* _Task objective_
Return the full listing exactly as it is written.

* _Data to process_
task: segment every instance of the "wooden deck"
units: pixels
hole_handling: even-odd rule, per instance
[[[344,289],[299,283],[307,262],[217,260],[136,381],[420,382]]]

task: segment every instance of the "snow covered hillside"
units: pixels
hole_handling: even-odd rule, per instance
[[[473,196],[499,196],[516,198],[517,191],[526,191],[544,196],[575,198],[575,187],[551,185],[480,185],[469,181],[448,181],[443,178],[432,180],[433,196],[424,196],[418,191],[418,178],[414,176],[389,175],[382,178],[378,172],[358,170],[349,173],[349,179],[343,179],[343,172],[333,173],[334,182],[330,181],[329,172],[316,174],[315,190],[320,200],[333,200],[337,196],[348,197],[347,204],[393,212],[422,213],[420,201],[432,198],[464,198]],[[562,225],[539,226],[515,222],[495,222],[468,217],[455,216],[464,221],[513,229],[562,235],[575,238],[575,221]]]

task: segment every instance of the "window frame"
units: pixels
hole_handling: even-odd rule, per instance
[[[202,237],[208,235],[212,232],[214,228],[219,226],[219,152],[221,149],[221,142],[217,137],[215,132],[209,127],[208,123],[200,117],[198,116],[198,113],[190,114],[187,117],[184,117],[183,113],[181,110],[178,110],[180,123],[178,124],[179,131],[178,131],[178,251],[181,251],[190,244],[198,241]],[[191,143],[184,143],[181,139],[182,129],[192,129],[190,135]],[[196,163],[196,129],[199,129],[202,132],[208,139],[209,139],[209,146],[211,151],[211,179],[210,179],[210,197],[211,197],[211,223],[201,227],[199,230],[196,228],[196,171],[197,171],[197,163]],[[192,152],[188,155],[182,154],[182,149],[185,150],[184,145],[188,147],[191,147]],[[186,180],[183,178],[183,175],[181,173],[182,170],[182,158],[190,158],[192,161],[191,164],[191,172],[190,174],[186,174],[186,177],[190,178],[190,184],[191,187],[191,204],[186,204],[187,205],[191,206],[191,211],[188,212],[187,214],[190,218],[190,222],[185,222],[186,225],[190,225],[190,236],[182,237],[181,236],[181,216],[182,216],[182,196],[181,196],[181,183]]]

* _Answer below_
task: segment every instance of the "wooden deck"
units: pixels
hole_handling: even-odd rule, per instance
[[[344,289],[299,283],[307,262],[217,260],[136,381],[420,382]]]

task: segment every instance of the "snow covered hillside"
units: pixels
hole_handling: even-odd rule, per instance
[[[473,196],[499,196],[516,198],[517,191],[526,191],[544,196],[575,198],[575,187],[551,185],[480,185],[469,181],[448,181],[443,178],[432,180],[433,196],[424,196],[418,191],[418,178],[414,176],[389,175],[382,178],[378,172],[358,170],[349,173],[349,179],[343,179],[343,172],[333,173],[334,182],[330,181],[329,172],[316,174],[315,190],[320,200],[333,200],[337,196],[348,197],[347,204],[393,212],[422,213],[420,201],[432,198],[464,198]],[[562,225],[539,226],[515,222],[495,222],[468,217],[455,216],[464,221],[513,229],[562,235],[575,238],[575,221]]]

task: segment every instance of the "window frame"
units: pixels
hole_handling: even-odd rule, per instance
[[[202,237],[208,235],[212,232],[214,228],[219,226],[219,152],[221,149],[221,142],[217,137],[215,132],[209,127],[208,123],[200,117],[198,116],[198,113],[190,114],[187,117],[184,117],[183,113],[181,110],[178,110],[180,123],[178,124],[179,131],[178,131],[178,251],[181,251],[190,244],[198,241]],[[191,143],[184,143],[181,139],[182,129],[192,129],[190,135]],[[196,163],[196,129],[199,129],[202,132],[208,139],[209,139],[209,146],[211,151],[211,179],[210,179],[210,197],[211,197],[211,223],[201,227],[199,230],[196,228],[196,171],[197,171],[197,163]],[[192,152],[188,155],[182,154],[182,149],[185,150],[184,145],[188,147],[191,147]],[[186,180],[183,178],[183,175],[181,173],[182,170],[182,158],[190,158],[192,161],[191,164],[191,172],[190,174],[186,174],[186,177],[190,178],[190,184],[191,187],[191,204],[186,204],[187,205],[191,206],[191,211],[188,212],[187,214],[190,218],[190,222],[185,222],[186,225],[190,225],[190,236],[182,237],[181,236],[181,216],[182,216],[182,196],[181,196],[181,183]]]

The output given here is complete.